Data records

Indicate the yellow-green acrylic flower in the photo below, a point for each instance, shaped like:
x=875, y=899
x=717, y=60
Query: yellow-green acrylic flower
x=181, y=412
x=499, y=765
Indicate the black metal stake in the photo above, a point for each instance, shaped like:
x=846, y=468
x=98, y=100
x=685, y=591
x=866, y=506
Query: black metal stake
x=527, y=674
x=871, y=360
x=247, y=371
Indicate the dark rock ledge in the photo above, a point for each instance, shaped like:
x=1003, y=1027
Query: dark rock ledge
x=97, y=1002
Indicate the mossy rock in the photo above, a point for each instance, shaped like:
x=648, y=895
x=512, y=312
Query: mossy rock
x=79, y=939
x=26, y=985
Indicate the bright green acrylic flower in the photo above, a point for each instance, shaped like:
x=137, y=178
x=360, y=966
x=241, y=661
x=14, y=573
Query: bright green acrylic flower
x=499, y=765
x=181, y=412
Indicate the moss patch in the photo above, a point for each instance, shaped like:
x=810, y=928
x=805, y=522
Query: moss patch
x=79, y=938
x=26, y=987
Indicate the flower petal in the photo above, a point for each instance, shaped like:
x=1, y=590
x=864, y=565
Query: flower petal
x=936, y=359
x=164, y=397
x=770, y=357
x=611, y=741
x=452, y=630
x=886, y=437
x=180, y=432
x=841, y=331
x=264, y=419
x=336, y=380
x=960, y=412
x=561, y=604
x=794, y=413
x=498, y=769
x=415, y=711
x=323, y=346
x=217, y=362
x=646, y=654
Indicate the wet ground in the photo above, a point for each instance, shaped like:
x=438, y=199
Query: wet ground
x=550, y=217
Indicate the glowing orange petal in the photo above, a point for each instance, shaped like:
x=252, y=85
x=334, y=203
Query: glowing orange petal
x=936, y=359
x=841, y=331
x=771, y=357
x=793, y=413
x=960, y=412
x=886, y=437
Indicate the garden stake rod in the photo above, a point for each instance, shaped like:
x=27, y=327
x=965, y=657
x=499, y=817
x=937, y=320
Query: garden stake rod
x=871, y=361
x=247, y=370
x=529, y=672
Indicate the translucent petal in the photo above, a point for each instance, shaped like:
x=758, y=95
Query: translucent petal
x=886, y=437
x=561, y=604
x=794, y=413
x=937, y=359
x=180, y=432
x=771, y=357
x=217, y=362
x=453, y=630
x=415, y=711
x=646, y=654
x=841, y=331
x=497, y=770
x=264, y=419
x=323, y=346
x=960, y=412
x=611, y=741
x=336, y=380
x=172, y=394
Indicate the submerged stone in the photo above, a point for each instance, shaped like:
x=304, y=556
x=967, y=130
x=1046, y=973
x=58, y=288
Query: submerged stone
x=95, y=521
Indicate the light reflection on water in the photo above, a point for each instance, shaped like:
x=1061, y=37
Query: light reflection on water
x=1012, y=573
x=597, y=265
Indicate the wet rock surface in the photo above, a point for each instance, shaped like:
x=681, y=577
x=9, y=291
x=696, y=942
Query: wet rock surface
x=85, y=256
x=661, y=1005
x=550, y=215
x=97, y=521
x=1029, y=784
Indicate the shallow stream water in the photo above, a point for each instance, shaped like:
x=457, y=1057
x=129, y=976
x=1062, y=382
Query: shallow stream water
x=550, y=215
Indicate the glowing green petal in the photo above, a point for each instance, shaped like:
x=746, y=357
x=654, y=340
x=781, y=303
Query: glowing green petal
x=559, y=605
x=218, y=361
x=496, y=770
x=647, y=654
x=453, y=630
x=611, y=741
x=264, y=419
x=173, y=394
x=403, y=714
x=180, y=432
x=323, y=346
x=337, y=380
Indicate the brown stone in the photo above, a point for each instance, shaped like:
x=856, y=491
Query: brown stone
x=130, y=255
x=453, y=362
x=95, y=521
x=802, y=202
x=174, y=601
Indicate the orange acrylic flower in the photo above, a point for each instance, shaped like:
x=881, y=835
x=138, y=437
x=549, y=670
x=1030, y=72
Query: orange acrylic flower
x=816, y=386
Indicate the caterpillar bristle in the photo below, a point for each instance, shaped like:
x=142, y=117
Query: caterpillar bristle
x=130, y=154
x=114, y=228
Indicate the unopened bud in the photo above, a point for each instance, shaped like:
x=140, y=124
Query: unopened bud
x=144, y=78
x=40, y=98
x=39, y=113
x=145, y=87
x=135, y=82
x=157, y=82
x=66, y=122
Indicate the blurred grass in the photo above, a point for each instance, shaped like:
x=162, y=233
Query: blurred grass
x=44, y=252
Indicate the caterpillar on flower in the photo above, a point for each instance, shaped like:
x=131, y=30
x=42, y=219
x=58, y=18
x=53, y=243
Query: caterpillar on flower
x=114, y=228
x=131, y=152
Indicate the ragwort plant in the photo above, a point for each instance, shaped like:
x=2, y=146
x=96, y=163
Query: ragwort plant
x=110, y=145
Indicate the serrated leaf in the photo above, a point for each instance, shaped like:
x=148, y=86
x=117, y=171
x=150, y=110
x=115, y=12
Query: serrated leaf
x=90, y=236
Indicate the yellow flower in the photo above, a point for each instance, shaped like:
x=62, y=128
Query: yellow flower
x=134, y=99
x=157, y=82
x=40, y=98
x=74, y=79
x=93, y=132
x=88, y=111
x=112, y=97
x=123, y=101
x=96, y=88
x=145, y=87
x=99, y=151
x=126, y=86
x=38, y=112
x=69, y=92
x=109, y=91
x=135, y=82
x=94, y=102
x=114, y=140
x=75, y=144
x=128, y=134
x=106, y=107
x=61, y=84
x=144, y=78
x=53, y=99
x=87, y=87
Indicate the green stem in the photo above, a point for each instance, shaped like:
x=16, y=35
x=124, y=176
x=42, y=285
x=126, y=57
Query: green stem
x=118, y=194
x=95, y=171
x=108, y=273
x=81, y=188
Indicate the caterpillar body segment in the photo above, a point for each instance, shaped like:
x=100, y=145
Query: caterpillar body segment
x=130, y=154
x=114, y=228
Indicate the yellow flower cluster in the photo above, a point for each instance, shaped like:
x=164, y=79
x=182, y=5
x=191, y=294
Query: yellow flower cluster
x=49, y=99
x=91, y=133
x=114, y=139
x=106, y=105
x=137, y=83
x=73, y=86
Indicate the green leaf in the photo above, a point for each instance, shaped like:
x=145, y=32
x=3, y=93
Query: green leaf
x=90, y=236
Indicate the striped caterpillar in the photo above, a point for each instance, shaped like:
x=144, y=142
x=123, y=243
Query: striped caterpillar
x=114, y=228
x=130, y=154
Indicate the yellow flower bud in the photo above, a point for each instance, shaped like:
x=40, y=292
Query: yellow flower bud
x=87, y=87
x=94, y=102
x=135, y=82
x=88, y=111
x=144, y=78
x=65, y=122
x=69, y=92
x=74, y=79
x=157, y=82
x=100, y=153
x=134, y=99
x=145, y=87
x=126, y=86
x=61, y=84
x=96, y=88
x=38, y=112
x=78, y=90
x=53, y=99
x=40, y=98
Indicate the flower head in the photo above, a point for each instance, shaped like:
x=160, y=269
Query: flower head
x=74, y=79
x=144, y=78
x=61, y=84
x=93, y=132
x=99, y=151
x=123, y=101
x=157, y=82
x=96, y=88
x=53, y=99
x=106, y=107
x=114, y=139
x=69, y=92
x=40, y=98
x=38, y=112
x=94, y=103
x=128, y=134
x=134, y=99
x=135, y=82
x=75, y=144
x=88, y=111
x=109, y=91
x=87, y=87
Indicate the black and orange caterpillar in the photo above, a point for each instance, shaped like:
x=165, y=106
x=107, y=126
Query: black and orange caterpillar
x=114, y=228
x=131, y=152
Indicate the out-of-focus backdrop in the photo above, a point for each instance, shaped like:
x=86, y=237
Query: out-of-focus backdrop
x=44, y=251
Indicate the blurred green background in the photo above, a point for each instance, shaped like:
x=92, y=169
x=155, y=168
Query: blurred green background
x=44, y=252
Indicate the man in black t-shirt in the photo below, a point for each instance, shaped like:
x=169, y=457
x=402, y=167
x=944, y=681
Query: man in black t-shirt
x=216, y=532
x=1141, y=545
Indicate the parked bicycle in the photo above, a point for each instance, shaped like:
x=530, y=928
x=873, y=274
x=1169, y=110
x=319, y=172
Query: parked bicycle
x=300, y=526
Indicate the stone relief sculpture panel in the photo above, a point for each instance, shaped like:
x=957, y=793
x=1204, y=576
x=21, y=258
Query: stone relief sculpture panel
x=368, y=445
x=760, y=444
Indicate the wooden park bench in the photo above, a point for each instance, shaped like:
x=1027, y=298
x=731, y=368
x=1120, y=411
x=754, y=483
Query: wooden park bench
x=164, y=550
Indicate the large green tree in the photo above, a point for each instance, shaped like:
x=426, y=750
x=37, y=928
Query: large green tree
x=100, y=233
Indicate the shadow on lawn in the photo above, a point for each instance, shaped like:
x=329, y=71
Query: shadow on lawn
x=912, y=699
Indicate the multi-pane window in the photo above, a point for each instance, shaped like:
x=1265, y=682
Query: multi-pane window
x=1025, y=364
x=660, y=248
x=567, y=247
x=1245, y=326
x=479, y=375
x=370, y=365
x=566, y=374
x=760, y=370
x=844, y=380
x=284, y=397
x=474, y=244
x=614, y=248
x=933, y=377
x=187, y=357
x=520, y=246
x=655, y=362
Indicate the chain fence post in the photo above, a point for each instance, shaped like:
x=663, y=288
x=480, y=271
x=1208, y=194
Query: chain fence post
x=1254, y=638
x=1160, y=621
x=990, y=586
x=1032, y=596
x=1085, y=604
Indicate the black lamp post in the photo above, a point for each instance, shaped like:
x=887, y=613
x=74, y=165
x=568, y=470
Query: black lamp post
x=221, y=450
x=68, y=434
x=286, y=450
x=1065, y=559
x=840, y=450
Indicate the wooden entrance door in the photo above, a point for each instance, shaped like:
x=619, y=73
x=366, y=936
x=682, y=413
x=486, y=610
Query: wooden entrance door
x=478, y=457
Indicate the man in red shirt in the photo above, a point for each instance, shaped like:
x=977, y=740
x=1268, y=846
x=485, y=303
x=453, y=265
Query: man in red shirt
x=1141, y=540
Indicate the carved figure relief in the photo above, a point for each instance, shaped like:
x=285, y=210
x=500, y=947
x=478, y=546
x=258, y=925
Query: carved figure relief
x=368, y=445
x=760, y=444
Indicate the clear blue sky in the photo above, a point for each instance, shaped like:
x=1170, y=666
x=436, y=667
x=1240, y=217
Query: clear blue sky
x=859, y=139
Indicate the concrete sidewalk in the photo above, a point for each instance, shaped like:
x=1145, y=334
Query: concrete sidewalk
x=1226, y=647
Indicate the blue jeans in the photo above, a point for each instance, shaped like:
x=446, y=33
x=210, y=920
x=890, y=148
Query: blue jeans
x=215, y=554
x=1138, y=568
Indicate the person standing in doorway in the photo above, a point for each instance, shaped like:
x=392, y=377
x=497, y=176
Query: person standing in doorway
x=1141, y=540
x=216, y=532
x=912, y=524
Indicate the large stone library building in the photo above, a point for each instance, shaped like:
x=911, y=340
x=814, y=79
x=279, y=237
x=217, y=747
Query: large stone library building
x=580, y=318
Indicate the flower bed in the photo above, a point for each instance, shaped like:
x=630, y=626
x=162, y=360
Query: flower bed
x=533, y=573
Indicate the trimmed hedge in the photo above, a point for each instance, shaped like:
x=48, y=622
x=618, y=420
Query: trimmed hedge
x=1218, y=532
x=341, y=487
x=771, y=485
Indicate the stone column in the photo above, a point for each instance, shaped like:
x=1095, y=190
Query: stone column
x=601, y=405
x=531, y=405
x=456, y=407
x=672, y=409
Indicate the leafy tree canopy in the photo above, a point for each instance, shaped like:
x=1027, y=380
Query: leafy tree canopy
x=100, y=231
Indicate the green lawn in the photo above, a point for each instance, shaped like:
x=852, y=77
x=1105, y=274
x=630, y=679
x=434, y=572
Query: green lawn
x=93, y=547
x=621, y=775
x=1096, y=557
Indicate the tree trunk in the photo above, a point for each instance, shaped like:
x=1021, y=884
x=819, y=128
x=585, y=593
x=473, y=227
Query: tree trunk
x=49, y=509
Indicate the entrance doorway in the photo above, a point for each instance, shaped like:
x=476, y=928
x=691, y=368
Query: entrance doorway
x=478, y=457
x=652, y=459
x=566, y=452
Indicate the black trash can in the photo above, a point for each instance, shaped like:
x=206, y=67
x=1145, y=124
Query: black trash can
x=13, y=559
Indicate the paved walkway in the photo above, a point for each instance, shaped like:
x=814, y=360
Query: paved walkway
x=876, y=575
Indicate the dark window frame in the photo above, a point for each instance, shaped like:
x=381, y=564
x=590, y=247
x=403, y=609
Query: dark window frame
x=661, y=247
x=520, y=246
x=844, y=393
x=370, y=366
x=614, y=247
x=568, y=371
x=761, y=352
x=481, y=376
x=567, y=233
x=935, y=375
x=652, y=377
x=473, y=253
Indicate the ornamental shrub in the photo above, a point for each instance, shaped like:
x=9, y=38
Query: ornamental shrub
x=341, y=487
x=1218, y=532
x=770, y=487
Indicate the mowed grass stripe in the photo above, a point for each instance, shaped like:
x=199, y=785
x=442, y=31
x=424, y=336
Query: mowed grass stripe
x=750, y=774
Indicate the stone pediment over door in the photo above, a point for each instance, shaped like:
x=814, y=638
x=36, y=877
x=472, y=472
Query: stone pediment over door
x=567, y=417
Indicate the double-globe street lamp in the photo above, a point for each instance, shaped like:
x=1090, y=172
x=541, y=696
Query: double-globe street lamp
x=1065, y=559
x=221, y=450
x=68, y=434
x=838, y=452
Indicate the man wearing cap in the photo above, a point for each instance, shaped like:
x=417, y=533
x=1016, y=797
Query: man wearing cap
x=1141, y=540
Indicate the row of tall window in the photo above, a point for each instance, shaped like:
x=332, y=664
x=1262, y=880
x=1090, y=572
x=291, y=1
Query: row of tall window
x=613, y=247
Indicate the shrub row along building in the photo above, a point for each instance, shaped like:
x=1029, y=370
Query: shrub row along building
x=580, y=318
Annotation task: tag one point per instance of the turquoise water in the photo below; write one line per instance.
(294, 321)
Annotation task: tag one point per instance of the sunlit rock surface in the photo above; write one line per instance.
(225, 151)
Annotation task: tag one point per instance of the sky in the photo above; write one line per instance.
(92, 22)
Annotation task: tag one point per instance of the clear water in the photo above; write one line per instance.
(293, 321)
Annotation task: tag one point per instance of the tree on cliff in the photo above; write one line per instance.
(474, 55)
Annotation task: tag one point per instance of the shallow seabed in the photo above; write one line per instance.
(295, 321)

What is asked
Rescale everything from the start of the records down to the line containing "x=26, y=985", inclusive, and output only those lines, requests included. Multiply each answer coordinate by 2.35 and round it to a whole number with halves rounded up, leaving the requests and their sample coordinates unchanged.

Answer to the task
Indicate the yellow-green acrylic flower in the photo below, a point for each instance, shaped like:
x=875, y=899
x=717, y=60
Query: yellow-green acrylic flower
x=425, y=968
x=1173, y=1798
Indicate the black metal stake in the photo above, a point for each instance, shaped like:
x=846, y=468
x=98, y=100
x=685, y=591
x=866, y=506
Query: black metal stake
x=1238, y=1584
x=2047, y=846
x=580, y=872
Indicate the dark rock ledge in the photo above, a point for each instance, shaped like:
x=1003, y=1027
Query: dark rock ledge
x=228, y=2355
Indicate the mossy rock in the photo above, a point for each instance, shaped like:
x=648, y=895
x=512, y=312
Query: mossy rock
x=186, y=2207
x=61, y=2315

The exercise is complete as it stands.